§ MATERIAL FOR THIS TASK:
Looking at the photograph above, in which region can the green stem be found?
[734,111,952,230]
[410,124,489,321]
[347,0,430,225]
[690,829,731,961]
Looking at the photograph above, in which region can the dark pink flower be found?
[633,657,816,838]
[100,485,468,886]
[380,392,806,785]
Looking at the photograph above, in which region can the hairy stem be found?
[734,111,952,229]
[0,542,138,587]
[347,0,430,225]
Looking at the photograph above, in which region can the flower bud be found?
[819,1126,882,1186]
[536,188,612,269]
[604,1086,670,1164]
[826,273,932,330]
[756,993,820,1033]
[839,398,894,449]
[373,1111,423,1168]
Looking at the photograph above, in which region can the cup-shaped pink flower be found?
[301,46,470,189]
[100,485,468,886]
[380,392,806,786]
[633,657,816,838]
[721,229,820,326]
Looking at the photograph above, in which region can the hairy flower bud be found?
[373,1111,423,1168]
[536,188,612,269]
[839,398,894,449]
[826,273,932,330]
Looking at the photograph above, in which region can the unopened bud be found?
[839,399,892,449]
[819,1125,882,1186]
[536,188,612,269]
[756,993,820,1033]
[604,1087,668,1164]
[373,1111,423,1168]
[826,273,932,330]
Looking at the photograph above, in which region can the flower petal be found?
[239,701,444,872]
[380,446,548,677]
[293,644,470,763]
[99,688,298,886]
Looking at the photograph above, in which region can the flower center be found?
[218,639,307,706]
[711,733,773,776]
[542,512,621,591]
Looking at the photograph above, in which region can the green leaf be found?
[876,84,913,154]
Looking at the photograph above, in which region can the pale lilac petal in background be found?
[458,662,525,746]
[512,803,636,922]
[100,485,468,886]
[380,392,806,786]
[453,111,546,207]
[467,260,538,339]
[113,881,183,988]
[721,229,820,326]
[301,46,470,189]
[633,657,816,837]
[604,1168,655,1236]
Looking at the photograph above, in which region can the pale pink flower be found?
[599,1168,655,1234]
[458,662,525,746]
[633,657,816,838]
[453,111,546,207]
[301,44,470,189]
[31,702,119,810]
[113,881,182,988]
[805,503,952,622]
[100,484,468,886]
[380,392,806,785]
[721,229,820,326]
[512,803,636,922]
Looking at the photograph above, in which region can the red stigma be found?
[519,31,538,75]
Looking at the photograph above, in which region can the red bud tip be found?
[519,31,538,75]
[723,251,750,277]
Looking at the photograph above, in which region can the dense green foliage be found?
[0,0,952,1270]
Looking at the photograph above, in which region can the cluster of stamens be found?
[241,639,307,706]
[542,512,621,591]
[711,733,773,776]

§ WRITTEN PROBLEM:
How many lines in the records above contain the word "stem"? Reply with the number only.

§ ANSWER:
2